*Text*

"We have learnt from the sanctions that we can run the country by exporting one million barrels of oil per day,” Zanganeh said, addressing a conference of the National Development Fund on Iran's Persian Gulf Kish Island.
He, however, underlined that if an extra 1.5 million barrels of oil is exported it will generate an annual income of $54.5 billion which can result in more than $800 billion of more investment in the oil industry in the next several years.
Earlier this year, former Iranian Oil Minister Rostam Qassemi downplayed the effectiveness of the western sanctions against the country's oil industry, and stressed that “Tehran is able to bypass the embargos relying on domestic experts and resources”.
“The Iranian oil industry can continue the path of growth and development rapidly and attain its goals relying on its capable human resources,” Qassemi said in Tehran in July.
Qassemi said despite some problems, Iranian experts and technicians active in the country's oil industry have been able to get over the hurdles successfully.
Washington and its Western allies accuse Iran of trying to develop nuclear weapons under the cover of a civilian nuclear program, while they have never presented any corroborative evidence to substantiate their allegations. Iran denies the charges and insists that its nuclear program is for peaceful purposes only.

*Data for review*
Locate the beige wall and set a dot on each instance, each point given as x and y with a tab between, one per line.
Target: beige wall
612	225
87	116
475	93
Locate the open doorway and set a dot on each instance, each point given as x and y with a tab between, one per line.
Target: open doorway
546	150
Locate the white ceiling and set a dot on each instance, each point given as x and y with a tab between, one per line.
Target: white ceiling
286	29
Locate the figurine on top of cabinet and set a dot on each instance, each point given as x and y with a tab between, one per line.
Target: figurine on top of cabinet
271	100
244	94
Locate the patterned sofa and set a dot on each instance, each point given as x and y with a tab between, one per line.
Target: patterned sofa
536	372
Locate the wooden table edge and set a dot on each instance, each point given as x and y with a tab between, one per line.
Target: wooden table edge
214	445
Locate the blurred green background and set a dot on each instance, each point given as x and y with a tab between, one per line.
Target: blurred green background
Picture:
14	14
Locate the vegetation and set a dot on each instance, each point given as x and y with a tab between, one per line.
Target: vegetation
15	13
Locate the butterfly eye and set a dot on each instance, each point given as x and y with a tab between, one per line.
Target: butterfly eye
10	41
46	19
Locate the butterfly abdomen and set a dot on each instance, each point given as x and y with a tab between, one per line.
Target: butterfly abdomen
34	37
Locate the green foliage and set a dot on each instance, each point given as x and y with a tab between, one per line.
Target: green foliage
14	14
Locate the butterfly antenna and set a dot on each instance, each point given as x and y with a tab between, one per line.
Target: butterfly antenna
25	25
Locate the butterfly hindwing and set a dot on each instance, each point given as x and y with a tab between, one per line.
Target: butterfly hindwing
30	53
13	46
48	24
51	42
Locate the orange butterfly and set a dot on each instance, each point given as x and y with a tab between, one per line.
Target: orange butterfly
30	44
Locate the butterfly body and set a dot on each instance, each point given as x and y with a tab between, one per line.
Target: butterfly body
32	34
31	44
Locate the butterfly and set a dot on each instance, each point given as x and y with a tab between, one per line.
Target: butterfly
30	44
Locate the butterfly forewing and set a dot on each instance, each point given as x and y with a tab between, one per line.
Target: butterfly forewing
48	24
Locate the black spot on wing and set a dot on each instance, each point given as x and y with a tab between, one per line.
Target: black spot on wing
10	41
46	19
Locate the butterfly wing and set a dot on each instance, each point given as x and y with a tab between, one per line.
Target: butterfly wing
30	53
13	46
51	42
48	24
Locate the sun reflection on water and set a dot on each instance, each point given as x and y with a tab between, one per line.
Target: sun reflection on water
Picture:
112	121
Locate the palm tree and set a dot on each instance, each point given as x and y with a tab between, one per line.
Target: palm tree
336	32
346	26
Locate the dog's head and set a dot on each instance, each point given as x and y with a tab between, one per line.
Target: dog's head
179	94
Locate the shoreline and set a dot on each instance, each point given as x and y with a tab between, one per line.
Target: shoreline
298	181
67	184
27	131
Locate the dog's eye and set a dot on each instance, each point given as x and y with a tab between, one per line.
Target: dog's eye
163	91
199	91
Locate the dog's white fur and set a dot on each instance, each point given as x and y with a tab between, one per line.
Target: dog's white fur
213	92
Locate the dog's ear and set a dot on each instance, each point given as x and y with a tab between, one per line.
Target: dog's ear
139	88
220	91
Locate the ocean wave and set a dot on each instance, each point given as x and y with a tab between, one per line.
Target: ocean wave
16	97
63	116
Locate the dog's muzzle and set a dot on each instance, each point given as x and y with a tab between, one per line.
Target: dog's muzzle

*Study questions*
1. Transcribe the article on Iran's oil sanctions, starting with "Qassemi said despite" and going on through "the hurdles successfully.".
2. In the article on Iran's oil sanctions, what annual income did Zanganeh say an extra 1.5 million barrels of exported oil would generate?
3. Write the next part of the article on Iran's oil sanctions, picking up after its final sentence.
The items were taken from a separate source and have no connection to the article on Iran's oil sanctions.

*Results by task*
1.
Qassemi said despite some problems, Iranian experts and technicians active in the country's oil industry have been able to get over the hurdles successfully.

2. $54.5 billion

3.
Tehran stresses that the country has always pursued a civilian path to provide power to the growing number of Iranian population, whose fossil fuel would eventually run dry.
Despite the rules enshrined in the (NPT entitling every member state, including Iran, to the right of uranium enrichment, Tehran is now under four rounds of UN Security Council sanctions and the western embargos for turning down West's calls to give up its right of uranium enrichment.
Tehran has dismissed West's demands as politically tainted and illogical, stressing that sanctions and pressures merely consolidate Iranians' national resolve to continue the path.
Tehran has repeatedly said that it considers its nuclear case closed as it has come clean of International Atomic Energy Agency (IAEA)'s questions and suspicions about its past nuclear activities.